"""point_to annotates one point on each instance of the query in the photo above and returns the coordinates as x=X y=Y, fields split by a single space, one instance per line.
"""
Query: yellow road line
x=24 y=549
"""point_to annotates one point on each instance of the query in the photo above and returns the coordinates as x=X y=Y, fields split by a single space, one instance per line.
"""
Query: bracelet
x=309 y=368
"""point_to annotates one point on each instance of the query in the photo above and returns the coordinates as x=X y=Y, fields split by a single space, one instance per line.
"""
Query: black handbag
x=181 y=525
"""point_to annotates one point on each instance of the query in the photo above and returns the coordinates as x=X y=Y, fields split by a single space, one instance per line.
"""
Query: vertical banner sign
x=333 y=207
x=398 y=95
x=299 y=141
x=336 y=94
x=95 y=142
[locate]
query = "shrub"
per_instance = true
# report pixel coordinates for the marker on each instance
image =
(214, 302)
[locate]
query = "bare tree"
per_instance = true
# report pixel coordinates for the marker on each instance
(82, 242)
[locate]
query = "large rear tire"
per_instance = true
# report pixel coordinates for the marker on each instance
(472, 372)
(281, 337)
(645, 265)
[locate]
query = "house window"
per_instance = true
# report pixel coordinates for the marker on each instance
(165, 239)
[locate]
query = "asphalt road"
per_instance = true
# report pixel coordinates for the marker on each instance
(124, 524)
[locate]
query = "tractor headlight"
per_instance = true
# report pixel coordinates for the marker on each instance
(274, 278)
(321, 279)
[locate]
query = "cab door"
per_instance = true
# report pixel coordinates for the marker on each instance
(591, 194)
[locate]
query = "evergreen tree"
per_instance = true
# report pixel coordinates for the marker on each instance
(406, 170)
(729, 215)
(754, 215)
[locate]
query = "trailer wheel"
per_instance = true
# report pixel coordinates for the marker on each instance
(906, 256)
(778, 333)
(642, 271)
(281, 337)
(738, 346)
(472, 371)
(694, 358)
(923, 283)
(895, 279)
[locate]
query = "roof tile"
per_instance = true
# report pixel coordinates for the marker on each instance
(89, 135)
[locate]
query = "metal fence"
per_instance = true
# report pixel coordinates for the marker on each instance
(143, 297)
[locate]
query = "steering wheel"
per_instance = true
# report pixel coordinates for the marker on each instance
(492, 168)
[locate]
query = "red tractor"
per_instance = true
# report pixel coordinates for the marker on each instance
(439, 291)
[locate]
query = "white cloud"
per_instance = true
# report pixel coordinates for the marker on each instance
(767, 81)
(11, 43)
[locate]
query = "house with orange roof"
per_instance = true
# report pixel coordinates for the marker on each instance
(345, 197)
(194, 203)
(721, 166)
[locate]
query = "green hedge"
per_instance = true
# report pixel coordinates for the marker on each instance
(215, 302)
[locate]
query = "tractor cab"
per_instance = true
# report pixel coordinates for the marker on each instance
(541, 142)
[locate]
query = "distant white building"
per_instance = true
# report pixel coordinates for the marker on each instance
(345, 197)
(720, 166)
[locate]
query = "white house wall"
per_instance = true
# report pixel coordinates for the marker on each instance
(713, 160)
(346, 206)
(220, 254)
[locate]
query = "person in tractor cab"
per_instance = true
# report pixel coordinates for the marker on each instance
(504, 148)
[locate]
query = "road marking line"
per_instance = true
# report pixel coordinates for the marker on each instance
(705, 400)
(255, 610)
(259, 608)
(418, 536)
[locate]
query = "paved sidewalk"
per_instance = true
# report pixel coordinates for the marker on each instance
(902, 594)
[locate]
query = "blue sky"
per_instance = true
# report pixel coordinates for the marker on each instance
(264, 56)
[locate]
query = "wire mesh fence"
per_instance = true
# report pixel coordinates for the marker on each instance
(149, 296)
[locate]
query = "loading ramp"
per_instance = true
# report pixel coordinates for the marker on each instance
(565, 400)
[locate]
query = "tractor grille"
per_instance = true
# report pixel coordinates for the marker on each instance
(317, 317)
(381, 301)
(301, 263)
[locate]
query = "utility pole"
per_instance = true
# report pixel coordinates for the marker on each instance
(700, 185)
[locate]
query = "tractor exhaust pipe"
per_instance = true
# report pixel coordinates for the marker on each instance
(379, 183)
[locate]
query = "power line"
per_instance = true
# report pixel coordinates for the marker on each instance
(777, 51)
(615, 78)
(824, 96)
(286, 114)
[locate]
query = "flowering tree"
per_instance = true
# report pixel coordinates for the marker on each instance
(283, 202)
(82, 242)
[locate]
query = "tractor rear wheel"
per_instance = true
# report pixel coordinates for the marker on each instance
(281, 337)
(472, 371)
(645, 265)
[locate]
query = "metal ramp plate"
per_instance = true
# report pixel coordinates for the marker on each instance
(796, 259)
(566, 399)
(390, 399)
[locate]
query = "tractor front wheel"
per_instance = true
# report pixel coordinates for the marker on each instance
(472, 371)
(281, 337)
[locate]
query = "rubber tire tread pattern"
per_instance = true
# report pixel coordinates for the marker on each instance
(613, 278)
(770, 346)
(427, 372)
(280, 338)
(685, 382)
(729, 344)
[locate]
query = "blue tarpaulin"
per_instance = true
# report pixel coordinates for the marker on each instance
_____
→ **About this exercise**: The records above need to be retyped in full, exactly as given.

→ **Worked solution**:
"""point_to annotates one point on each instance of the query in the photo above and returns the coordinates as x=X y=Y, fields split by a single space, one instance per line.
"""
Query: yellow road line
x=24 y=549
"""point_to annotates one point on each instance of the query in the photo above and returns the coordinates as x=X y=Y, fields split by a single space, one instance per line.
"""
Query: bracelet
x=309 y=368
"""point_to annotates one point on each instance of the query in the photo above and returns the coordinates as x=X y=Y, fields split by a single space, one instance per line.
"""
Query: black handbag
x=181 y=525
"""point_to annotates one point on each instance of the query in the photo above and returns the coordinates as x=X y=Y, fields split by a single space, one instance per line.
"""
Query: vertical banner sign
x=333 y=207
x=398 y=95
x=299 y=141
x=336 y=94
x=95 y=142
[locate]
query = "shrub"
per_instance = true
# report pixel coordinates for the marker on each instance
image =
(214, 302)
[locate]
query = "bare tree"
per_instance = true
# report pixel coordinates for the marker on each instance
(82, 242)
[locate]
query = "large rear tire"
per_instance = true
# report pixel coordinates for the marker on each instance
(472, 372)
(281, 337)
(645, 265)
[locate]
query = "house window"
per_instance = true
# report pixel coordinates for the marker on each instance
(165, 239)
[locate]
query = "asphalt road"
per_instance = true
# report pixel coordinates for the marker on each instance
(124, 524)
[locate]
query = "tractor headlight"
per_instance = true
# report pixel coordinates for the marker on each instance
(274, 278)
(321, 279)
[locate]
query = "cab door"
per_instance = true
# report pixel coordinates for the marker on each instance
(591, 194)
[locate]
query = "evergreen tree"
per_instance = true
# report pixel coordinates for the marker on each instance
(406, 170)
(729, 215)
(754, 215)
[locate]
query = "trailer wheel"
per_instance = true
# report pixel coordinates for the marker on each instance
(906, 256)
(778, 333)
(642, 271)
(281, 337)
(738, 346)
(472, 371)
(694, 358)
(923, 283)
(895, 279)
[locate]
query = "roof tile"
per_instance = true
# report pixel coordinates for the marker on each instance
(89, 135)
[locate]
query = "metal fence"
per_instance = true
# report pixel coordinates for the marker on each instance
(143, 297)
[locate]
query = "steering wheel"
per_instance = true
# report pixel coordinates for the marker on each instance
(492, 168)
[locate]
query = "red tractor"
per_instance = true
# report pixel coordinates for the marker on each instance
(439, 291)
[locate]
query = "white cloud"
per_instance = true
# report pixel coordinates for the marker on each instance
(767, 81)
(11, 43)
[locate]
query = "house with orange roof"
per_instance = true
# report pixel coordinates for the marker on each instance
(345, 197)
(194, 203)
(721, 166)
[locate]
query = "green hedge"
per_instance = true
# report pixel coordinates for the marker on each instance
(215, 302)
[locate]
query = "tractor cab"
per_instance = true
# report pixel coordinates for the marker on each instance
(541, 142)
[locate]
query = "distant white building"
per_instance = true
# report pixel coordinates for the marker on each instance
(345, 197)
(720, 166)
[locate]
query = "white house wall"
per_instance = true
# report pixel coordinates for the marker on each instance
(713, 160)
(346, 206)
(220, 254)
[locate]
query = "person in tractor cab"
per_instance = true
# report pixel coordinates for the marker on each instance
(504, 148)
[locate]
query = "road marking line"
per_instance = true
# report pixel coordinates for the marker on each instance
(705, 400)
(255, 610)
(259, 608)
(418, 536)
[locate]
query = "paved sidewalk"
per_instance = true
# report pixel coordinates for the marker on each instance
(902, 594)
[locate]
query = "blue sky"
per_instance = true
# report pixel coordinates for the marker on each instance
(264, 56)
[locate]
query = "wire mesh fence"
per_instance = true
# report pixel coordinates for the marker on each instance
(149, 296)
[locate]
query = "loading ramp"
per_instance = true
# report pixel coordinates for the marker on each instance
(565, 400)
[locate]
query = "tractor grille"
per_instance = true
# report pixel coordinates for the marker on each instance
(317, 317)
(381, 301)
(301, 263)
[locate]
query = "utility pole"
per_instance = true
# report pixel coordinates for the marker on each instance
(700, 185)
[locate]
query = "tractor exhaust pipe"
per_instance = true
# report pixel coordinates for the marker on each instance
(379, 183)
[locate]
query = "power line"
per_instance = true
# report pixel coordinates for the marker on each instance
(777, 51)
(615, 78)
(824, 96)
(286, 114)
[locate]
query = "flowering tree"
per_instance = true
# report pixel coordinates for the marker on each instance
(283, 202)
(82, 242)
[locate]
query = "tractor rear wheel"
per_instance = true
# report pixel coordinates for the marker on each instance
(281, 337)
(472, 371)
(645, 265)
[locate]
query = "metal ramp plate"
per_instance = true
# report pixel coordinates for the marker on each instance
(796, 259)
(566, 399)
(390, 399)
[locate]
query = "tractor front wheel"
per_instance = true
# report pixel coordinates for the marker on each instance
(472, 371)
(281, 337)
[locate]
query = "rubber tire tread pattern"
per_instance = true
# report pixel coordinates for the marker on each instance
(613, 278)
(770, 346)
(427, 372)
(280, 338)
(685, 382)
(729, 344)
[locate]
query = "blue tarpaulin"
per_instance = true
# report pixel coordinates for the marker on each instance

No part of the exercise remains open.